[Saved entries]
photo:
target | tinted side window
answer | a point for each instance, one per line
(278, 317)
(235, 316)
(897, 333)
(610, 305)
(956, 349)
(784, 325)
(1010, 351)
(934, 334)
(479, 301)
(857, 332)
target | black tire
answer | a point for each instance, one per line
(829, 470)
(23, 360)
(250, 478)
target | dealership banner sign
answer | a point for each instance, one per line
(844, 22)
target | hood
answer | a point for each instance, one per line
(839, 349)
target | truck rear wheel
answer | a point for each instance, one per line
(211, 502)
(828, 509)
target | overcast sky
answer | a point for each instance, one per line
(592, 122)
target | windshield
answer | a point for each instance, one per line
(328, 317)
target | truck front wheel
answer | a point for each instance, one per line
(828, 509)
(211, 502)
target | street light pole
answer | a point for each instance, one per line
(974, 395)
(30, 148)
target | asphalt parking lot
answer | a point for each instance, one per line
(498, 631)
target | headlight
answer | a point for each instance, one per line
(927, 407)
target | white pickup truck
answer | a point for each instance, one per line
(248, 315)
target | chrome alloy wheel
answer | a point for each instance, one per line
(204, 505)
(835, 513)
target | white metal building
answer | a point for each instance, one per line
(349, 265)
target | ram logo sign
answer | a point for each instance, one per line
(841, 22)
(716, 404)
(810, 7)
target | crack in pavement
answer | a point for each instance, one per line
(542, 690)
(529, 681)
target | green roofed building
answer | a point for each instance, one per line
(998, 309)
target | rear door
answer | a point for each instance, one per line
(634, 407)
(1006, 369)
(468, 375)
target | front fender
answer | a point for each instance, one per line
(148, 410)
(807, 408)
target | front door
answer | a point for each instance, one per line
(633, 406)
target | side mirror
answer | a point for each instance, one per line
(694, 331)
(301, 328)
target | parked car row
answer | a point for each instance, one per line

» Your assignment
Reproduce every record word for word.

» Task answer
photo:
target | tinted side window
answer | a point for each instance, one per line
(278, 317)
(235, 316)
(897, 333)
(610, 305)
(956, 349)
(784, 325)
(1010, 351)
(934, 334)
(479, 301)
(857, 332)
target | black tire
answer | a point for each instance, one per line
(829, 470)
(23, 360)
(250, 478)
target | dealership banner sign
answer | a point for each instance, one per line
(844, 22)
target | hood
answer | a point for each instance, one per line
(839, 349)
target | truck rear wheel
answer | a point for each instance, one per line
(211, 502)
(828, 509)
target | overcast sky
answer | a point for each instance, one per line
(592, 122)
target | windshield
answer | a point for each instance, one per line
(328, 317)
target | truck front wheel
answer | a point for each instance, one per line
(828, 509)
(211, 502)
target | street light pole
answer | a point for each instance, one per line
(974, 395)
(30, 148)
target | asphalt parking lot
answer | a point for each instance, one per line
(498, 631)
target | headlight
answer | a point for each instance, one per line
(927, 407)
target | white pickup truck
answer | a point for each instance, one per line
(248, 315)
target | chrome alloy wheel
answer | a point for each instance, one per line
(204, 505)
(835, 513)
target | white metal building
answer | a point for each instance, one per line
(349, 265)
target | ram logo sign
answer | a point for each instance, one per line
(841, 22)
(716, 404)
(810, 7)
target | crack in pavement
answer | a point for each instance, one per line
(542, 690)
(529, 681)
target | green roofed building
answer | a point for each instance, one per line
(998, 309)
target | rear door
answer | a point for each instance, one per line
(634, 407)
(1006, 369)
(468, 375)
target | front fender
answer | a point for each instance, one per line
(148, 410)
(807, 408)
target | front door
answer | a point for each instance, one per line
(633, 406)
target | side mirror
answer | a point for each instance, one per line
(694, 331)
(301, 328)
target | parked car row
answer | a point for each instance, one per line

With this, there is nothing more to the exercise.